[Dataset items]
=-=-=-=-=
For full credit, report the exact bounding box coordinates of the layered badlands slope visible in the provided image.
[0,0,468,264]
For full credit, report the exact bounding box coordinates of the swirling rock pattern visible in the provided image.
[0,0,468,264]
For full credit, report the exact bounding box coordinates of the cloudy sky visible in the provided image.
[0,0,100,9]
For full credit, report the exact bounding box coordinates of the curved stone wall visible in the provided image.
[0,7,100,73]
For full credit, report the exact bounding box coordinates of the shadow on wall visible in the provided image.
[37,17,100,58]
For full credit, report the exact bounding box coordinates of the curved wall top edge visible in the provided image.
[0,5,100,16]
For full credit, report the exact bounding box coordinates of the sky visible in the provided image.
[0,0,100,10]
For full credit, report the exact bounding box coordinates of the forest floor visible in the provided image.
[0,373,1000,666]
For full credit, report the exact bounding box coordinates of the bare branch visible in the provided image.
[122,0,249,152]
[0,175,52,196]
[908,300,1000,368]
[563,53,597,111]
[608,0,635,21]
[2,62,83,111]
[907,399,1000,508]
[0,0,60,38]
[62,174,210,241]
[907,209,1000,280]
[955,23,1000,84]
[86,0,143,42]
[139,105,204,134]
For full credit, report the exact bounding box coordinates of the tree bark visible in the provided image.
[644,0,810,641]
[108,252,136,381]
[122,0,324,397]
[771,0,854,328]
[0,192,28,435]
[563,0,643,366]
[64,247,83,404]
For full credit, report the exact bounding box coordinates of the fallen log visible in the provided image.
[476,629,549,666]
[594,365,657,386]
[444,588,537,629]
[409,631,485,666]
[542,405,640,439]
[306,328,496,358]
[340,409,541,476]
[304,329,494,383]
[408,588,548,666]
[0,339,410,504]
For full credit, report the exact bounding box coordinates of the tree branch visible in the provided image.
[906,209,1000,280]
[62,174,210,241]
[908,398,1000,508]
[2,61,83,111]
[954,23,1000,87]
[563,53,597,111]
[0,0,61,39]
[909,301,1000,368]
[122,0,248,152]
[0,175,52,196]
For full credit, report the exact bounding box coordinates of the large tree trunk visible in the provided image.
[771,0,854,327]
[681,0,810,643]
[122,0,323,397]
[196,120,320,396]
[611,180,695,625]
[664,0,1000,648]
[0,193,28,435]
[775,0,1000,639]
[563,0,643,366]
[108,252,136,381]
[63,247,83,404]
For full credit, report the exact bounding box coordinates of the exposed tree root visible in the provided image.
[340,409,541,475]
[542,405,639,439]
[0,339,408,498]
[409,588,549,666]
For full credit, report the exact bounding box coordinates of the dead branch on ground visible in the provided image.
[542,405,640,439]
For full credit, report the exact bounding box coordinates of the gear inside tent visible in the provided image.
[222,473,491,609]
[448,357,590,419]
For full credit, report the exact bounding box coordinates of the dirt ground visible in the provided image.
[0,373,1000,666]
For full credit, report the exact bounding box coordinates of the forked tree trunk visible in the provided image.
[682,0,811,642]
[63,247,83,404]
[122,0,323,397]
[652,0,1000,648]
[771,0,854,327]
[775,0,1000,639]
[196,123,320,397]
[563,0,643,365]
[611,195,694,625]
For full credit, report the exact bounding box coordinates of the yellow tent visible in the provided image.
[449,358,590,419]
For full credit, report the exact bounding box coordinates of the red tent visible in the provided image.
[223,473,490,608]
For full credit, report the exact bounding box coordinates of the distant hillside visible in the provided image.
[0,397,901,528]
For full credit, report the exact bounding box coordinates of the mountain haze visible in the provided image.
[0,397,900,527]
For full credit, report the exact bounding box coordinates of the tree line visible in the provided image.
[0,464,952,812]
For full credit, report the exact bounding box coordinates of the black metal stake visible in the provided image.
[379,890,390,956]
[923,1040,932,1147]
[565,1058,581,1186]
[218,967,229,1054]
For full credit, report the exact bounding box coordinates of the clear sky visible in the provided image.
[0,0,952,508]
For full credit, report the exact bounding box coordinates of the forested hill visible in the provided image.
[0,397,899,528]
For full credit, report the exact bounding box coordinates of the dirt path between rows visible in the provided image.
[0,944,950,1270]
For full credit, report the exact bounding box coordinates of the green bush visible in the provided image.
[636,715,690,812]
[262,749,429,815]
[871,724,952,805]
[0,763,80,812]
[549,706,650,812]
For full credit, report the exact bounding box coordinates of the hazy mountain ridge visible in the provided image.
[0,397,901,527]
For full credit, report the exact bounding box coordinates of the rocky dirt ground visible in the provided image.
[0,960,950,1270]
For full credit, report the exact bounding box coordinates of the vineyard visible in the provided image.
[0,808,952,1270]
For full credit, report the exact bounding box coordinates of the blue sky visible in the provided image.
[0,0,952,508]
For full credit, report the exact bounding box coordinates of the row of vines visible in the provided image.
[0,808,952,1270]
=-=-=-=-=
Stated task. Copy the records above word for word, all of them.

Output below.
For full credit, report the exact bounding box coordinates of the layered badlands slope visible in the provided image.
[0,0,468,264]
For full credit, report the exact bounding box coordinates of the swirling rock pattern visible in the provided image.
[0,0,468,264]
For full credit, report the exact bounding box coordinates of the cloudy sky visible in the provided image.
[0,0,100,9]
For full credit, report the exact bounding box coordinates of the curved stone wall visible in the provided image.
[0,7,100,73]
For full credit, report the exact bounding box coordinates of the shadow on wall visible in the provided image.
[37,17,100,58]
For full credit, report the exact bounding box coordinates of the curved wall top edge visible in the provided image.
[0,5,100,16]
For full credit, report the exact bounding box coordinates of the sky visible in the provided image.
[0,0,100,10]
For full credit, report the exact bounding box coordinates of the forest floor visible in the provided image.
[0,373,1000,666]
For full credit, report the exact bounding box coordinates of the bare branch visible in the provided image.
[122,0,249,152]
[0,175,52,196]
[908,300,1000,368]
[563,53,597,111]
[608,0,635,21]
[2,62,83,111]
[907,399,1000,508]
[0,0,60,38]
[62,174,210,241]
[907,209,1000,280]
[955,23,1000,84]
[86,0,143,42]
[139,105,204,134]
For full credit, report the exact bounding box coordinates of the tree bark visible in the provided image.
[644,0,810,641]
[108,252,136,381]
[122,0,324,397]
[771,0,854,328]
[0,192,28,435]
[563,0,643,366]
[64,247,83,404]
For full credit, report the exact bounding box coordinates of the fallen log visible in the provided image.
[476,629,549,666]
[594,365,657,386]
[444,588,537,629]
[409,631,485,666]
[542,405,640,439]
[306,328,496,358]
[340,409,541,476]
[304,329,494,383]
[408,588,548,666]
[0,339,410,504]
For full credit, report the exact bounding box coordinates of the tree branch visible in the provided image.
[906,209,1000,280]
[62,174,210,241]
[908,398,1000,508]
[2,61,83,111]
[954,23,1000,87]
[563,53,597,111]
[0,0,61,39]
[909,301,1000,368]
[122,0,248,152]
[0,175,52,196]
For full credit, report the exact bounding box coordinates of the large tree trunk visible in the provided image.
[771,0,854,327]
[681,0,810,643]
[122,0,323,397]
[196,120,320,396]
[611,180,695,625]
[664,0,1000,648]
[0,193,28,435]
[775,0,1000,639]
[563,0,643,366]
[108,252,136,381]
[63,247,83,404]
For full credit, report the exact bounding box coordinates of the exposed tree root visible in the provided image.
[340,409,541,475]
[542,405,639,439]
[0,339,408,498]
[409,588,549,666]
For full credit, report the exact bounding box coordinates of the dead branch on ground visible in the provided image.
[542,405,640,439]
For full credit, report the exact bounding box coordinates of the gear inside tent visible in the provided image.
[222,473,491,609]
[448,357,590,419]
For full credit, report the exact bounding box coordinates of the dirt ground visible in the provided image.
[0,373,1000,666]
For full credit, report the exact bounding box coordinates of the forked tree trunk visible in the provided image.
[682,0,811,642]
[63,247,83,404]
[122,0,323,397]
[652,0,1000,648]
[771,0,854,327]
[775,0,1000,639]
[196,123,320,397]
[563,0,643,365]
[611,195,694,625]
For full credit, report the exact bounding box coordinates of the yellow tent visible in the provided image.
[449,358,590,419]
For full credit, report the exact bounding box coordinates of the red tent visible in the provided image.
[223,473,490,608]
For full credit, report the exact bounding box coordinates of the distant hillside visible in the provided image.
[0,397,901,528]
For full credit, report the exact bounding box coordinates of the mountain haze visible in the provided image.
[0,397,900,527]
For full credit, report the exact bounding box coordinates of the tree line visible in the provided image.
[0,464,952,812]
For full credit, report the exact bounding box coordinates of the black metal stake visible in the provided image.
[379,890,390,956]
[923,1040,932,1147]
[565,1058,581,1186]
[218,967,229,1054]
For full credit, report the exact bounding box coordinates of the clear sky visible in the provided image.
[0,0,952,508]
For full credit, report the exact bounding box coordinates of the forested hill visible in the provided image.
[0,397,899,528]
For full credit, report the exact bounding box coordinates of the dirt path between rows visible in the provided image.
[0,944,950,1270]
For full credit, report the exact bounding box coordinates of the green bush visible in the provided image.
[636,715,690,812]
[262,749,429,815]
[871,724,952,805]
[0,763,80,812]
[549,706,650,812]
For full credit, report the exact bounding box coordinates of the hazy mountain ridge visible in the provided image.
[0,397,901,527]
For full credit, report the exact bounding box coordinates of the rocky dirt ground visible in the provided image.
[0,960,950,1270]
For full credit, report the exact bounding box coordinates of the vineyard visible in the provided image.
[0,808,952,1270]
For full credit, report the exact bounding box coordinates of the blue sky visible in the provided image.
[0,0,952,508]
For full credit, report the exact bounding box coordinates of the row of vines visible in the provided image.
[0,808,952,1270]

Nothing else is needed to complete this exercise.